### TASK DETAILS
Leave out the pictures and reproduce all of the data exactly.

Pointing and labeling entries:
>>>

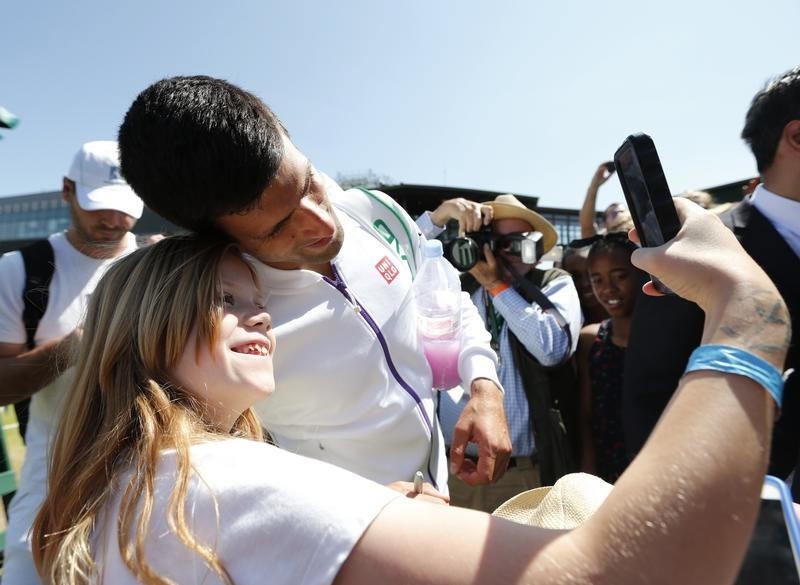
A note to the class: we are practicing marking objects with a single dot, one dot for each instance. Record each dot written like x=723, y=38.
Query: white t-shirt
x=74, y=279
x=283, y=518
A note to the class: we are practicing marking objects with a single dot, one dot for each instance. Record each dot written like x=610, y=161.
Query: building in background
x=25, y=218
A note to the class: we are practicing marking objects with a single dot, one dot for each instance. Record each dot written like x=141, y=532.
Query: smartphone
x=772, y=556
x=647, y=194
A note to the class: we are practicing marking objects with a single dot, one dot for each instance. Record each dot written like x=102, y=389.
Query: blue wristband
x=734, y=360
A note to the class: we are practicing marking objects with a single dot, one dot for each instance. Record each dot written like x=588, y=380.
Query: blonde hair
x=123, y=409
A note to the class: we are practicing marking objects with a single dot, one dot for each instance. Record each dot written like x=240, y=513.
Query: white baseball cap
x=98, y=182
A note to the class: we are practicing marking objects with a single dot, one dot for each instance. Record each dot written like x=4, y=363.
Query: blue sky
x=525, y=97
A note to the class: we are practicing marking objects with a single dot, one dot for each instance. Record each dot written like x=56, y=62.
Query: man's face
x=96, y=228
x=293, y=225
x=507, y=226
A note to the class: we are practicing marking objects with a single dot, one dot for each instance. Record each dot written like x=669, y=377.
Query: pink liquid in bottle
x=442, y=355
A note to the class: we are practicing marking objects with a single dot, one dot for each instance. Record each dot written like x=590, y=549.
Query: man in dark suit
x=665, y=330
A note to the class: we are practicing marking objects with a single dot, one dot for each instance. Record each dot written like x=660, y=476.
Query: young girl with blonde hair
x=159, y=473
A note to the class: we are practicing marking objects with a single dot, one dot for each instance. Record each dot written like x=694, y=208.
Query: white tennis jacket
x=353, y=386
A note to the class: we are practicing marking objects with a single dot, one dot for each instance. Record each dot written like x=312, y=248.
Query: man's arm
x=23, y=373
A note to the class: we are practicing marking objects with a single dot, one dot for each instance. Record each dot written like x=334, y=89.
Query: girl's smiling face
x=235, y=371
x=615, y=281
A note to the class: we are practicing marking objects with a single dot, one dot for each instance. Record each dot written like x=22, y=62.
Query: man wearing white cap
x=103, y=209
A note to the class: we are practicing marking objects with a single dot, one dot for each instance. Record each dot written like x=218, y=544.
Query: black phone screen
x=769, y=558
x=639, y=198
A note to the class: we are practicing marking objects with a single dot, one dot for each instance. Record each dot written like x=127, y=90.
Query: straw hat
x=567, y=504
x=509, y=207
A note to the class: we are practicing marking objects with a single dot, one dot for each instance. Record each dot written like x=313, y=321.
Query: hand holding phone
x=647, y=194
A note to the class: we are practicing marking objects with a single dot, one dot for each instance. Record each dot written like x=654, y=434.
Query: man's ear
x=68, y=190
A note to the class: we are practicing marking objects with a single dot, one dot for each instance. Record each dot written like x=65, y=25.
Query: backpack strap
x=380, y=214
x=39, y=267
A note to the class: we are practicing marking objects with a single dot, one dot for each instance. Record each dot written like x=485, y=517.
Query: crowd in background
x=565, y=367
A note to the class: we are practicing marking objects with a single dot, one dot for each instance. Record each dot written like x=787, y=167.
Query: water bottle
x=437, y=292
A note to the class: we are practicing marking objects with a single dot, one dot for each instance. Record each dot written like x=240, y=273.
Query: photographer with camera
x=534, y=317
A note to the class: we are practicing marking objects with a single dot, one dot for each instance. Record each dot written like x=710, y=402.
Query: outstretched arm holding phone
x=697, y=480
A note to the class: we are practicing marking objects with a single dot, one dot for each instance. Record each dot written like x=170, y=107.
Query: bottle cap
x=433, y=249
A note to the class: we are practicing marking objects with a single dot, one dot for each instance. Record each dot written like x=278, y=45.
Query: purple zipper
x=342, y=288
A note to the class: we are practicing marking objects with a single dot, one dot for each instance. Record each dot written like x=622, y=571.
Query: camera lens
x=463, y=253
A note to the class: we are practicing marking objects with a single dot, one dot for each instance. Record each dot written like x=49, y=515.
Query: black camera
x=465, y=251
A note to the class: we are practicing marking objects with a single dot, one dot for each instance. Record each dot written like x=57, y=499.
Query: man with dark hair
x=666, y=330
x=354, y=386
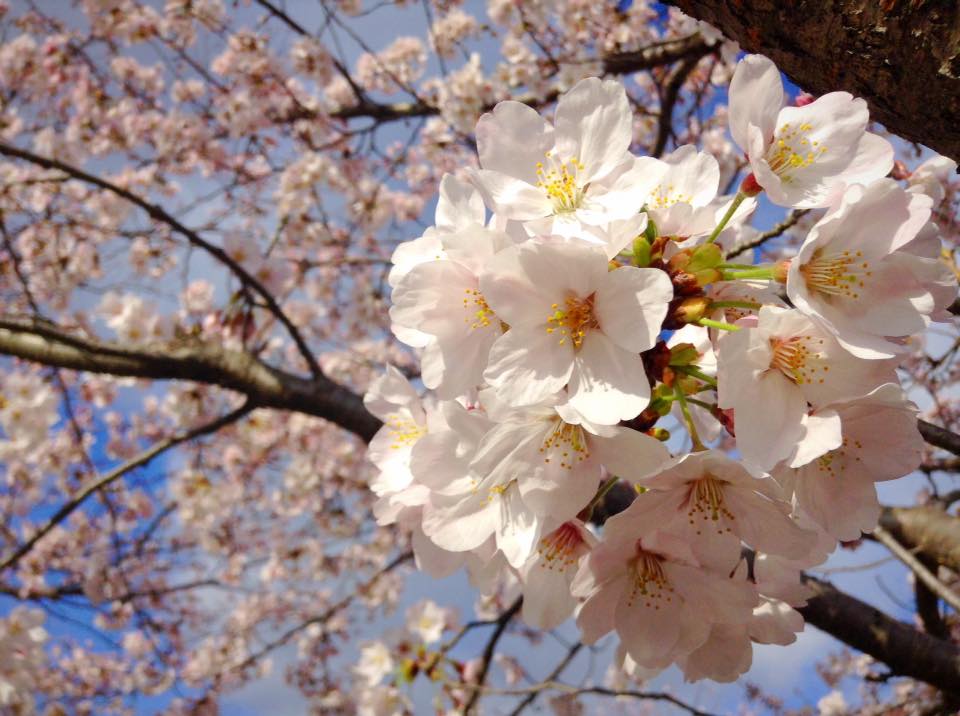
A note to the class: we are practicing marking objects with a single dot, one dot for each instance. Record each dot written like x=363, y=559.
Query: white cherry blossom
x=869, y=270
x=574, y=323
x=799, y=155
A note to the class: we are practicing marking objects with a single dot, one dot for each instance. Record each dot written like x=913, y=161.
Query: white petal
x=595, y=125
x=608, y=384
x=631, y=306
x=527, y=366
x=755, y=97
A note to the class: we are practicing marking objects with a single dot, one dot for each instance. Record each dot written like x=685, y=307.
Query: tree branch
x=903, y=58
x=928, y=531
x=157, y=213
x=488, y=653
x=906, y=650
x=193, y=360
x=103, y=481
x=914, y=564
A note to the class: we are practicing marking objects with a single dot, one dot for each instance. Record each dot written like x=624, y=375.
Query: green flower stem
x=764, y=272
x=699, y=375
x=752, y=305
x=710, y=323
x=688, y=419
x=737, y=201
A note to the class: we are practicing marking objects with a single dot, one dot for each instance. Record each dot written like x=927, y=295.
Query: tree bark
x=906, y=650
x=902, y=56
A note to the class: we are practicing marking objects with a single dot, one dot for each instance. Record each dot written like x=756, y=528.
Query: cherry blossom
x=799, y=155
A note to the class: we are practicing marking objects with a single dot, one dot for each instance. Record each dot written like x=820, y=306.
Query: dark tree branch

<<<

### RESPONSE BELOW
A note to the class: we are practicing marking objects with a single dot, one dot for each instance. Record each dot written like x=723, y=38.
Query: white t-shirt
x=74, y=279
x=283, y=518
A note to the class: we are practicing marking objects with a single dot, one dot for each instance. Record each dot written like x=610, y=161.
Query: building in background
x=25, y=218
A note to the class: we are practicing marking objects with a single dot, one dot for each instance. Record each dot written like x=141, y=532.
Query: smartphone
x=772, y=556
x=647, y=194
A note to the class: we are practicing marking objects with a single dot, one dot for each instance. Record each dot written like x=102, y=389.
Query: blue wristband
x=734, y=360
A note to the class: we are practicing marking objects with a single dot, one dot for each instance. Record each dot written like x=588, y=380.
Query: blonde hair
x=123, y=409
A note to the class: we are practicing marking objects with a single dot, one dot for each instance. Record each dot written like x=240, y=513.
Query: white baseball cap
x=98, y=182
A note to the class: we are practicing marking objects with a single dot, one dot for each instance. Record each dot written like x=4, y=363.
Query: blue sky
x=525, y=97
A note to the class: we are practicing marking objects with a single dot, one dot for each instance. Record each dot written like x=56, y=62.
Query: man's face
x=96, y=228
x=293, y=225
x=507, y=226
A note to the class: we are practicing marking objects with a single dot, one dot for each instance. Record each dot written like x=669, y=377.
Query: pink liquid in bottle
x=442, y=355
A note to the class: we are practicing marking objects with a single dot, one dot for each instance. Record each dot written like x=590, y=549.
Query: man in dark suit
x=665, y=330
A note to the class: we are practicing marking objects with a single dot, one dot for each instance. Record each dot written like x=660, y=476.
Query: young girl with blonde hair
x=159, y=473
A note to the class: we are practicing marking objects with a single dot, one dot for each instance. Record each dot written like x=694, y=208.
Query: white tennis jacket
x=353, y=386
A note to the class: we are practicing marking objects with a single dot, one dot for each instance. Record each dot written like x=312, y=248.
Query: man's arm
x=23, y=373
A note to the class: we are practicing marking objects with a single dot, one dot for each instance. Record each dot written like x=334, y=89.
Query: girl's smiling face
x=235, y=371
x=615, y=281
A note to the class: we are practicing marking objects with a single dot, one dot for each instance. Record each dot written like x=22, y=62.
Query: man wearing white cap
x=103, y=209
A note to the class: we are practicing marking objects with a single dot, one dot for each instance. Record each dot written like x=218, y=544.
Query: black phone screen
x=769, y=558
x=639, y=198
A note to the class: we are practicing marking objects with a single dot, one dot for each instance. Record each dot written like x=127, y=90.
Query: straw hat
x=567, y=504
x=509, y=207
A note to the class: we are practicing marking objects with a single dot, one dot for each instance. Record each dot written like x=313, y=321.
Query: hand holding phone
x=647, y=194
A note to the class: we are practicing marking objects with a single dot, one dot for each instance. Record each dot written like x=654, y=434.
Query: man's ear
x=68, y=190
A note to the class: we are practicing marking objects with a single dot, one dot for each instance. Record each dot written like x=65, y=25.
Query: backpack strap
x=380, y=214
x=39, y=267
A note to the class: we are practicing marking objects with a single dot, one dot for each instance. Record each dot written like x=485, y=517.
Query: crowd in background
x=565, y=367
A note to the class: we are practicing marking objects with a single dot, one dot for each instance. Record each dot written like x=787, y=167.
Query: water bottle
x=437, y=292
A note to the class: we are practicing marking objects with a single dot, one dot for each instance. Record each dot written like x=240, y=273.
Query: photographer with camera
x=534, y=317
A note to the class: we are practicing marking objects with a single dot, one dot for each instance. Record each dot written like x=710, y=402.
Query: outstretched arm holding phone
x=697, y=480
A note to the class: we are practicing marking objects with a single dot, one dot for each instance. Record each dot written like x=170, y=107.
Query: bottle cap
x=433, y=249
A note to the class: we are practicing marking objects with a single dot, one dot for each instance. Record each dot written like x=278, y=45.
Query: purple zipper
x=342, y=288
A note to the class: we are practicing marking objects with a single dot, one dot for each instance. Record each dot written like x=622, y=571.
Query: camera lens
x=463, y=253
A note to the class: we are practicing marking objects with a single dot, one dot for each instance. Record each dot written like x=49, y=515.
Query: black camera
x=465, y=251
A note to the class: we are practicing marking objects with a single dot, one dot for each instance. Record each dot written like x=57, y=499.
Query: man with dark hair
x=666, y=330
x=354, y=386
A note to the class: we are practicing marking objects with a single dot, one dot for each instance. Record each dot written like x=363, y=559.
Query: white cherry blossom
x=869, y=270
x=574, y=323
x=799, y=155
A note to the class: we are practicing marking objects with a single dot, one dot for each instance. Record each dot written like x=913, y=161.
Query: white petal
x=595, y=125
x=608, y=384
x=631, y=306
x=527, y=366
x=755, y=97
A note to the class: we are practicing marking objects with a single dot, one dot for each instance. Record each dot written like x=685, y=307.
Query: tree branch
x=903, y=58
x=928, y=531
x=157, y=213
x=488, y=653
x=906, y=650
x=193, y=360
x=103, y=481
x=914, y=564
A note to the class: we are practicing marking objects with a single dot, one dot for each instance. Record each dot written like x=624, y=375.
Query: green flower stem
x=764, y=272
x=699, y=375
x=752, y=305
x=710, y=323
x=688, y=419
x=737, y=201
A note to the class: we are practicing marking objects with a single dot, one dot for each instance. Record each dot written like x=927, y=295.
Query: tree bark
x=906, y=650
x=902, y=56
A note to the class: we are practicing marking objects with a single dot, one dot for each instance. Record each dot written like x=756, y=528.
Query: cherry blossom
x=799, y=155
A note to the class: we are practicing marking objects with a single dot, one dot for each instance. Record each dot written like x=820, y=306.
Query: dark tree branch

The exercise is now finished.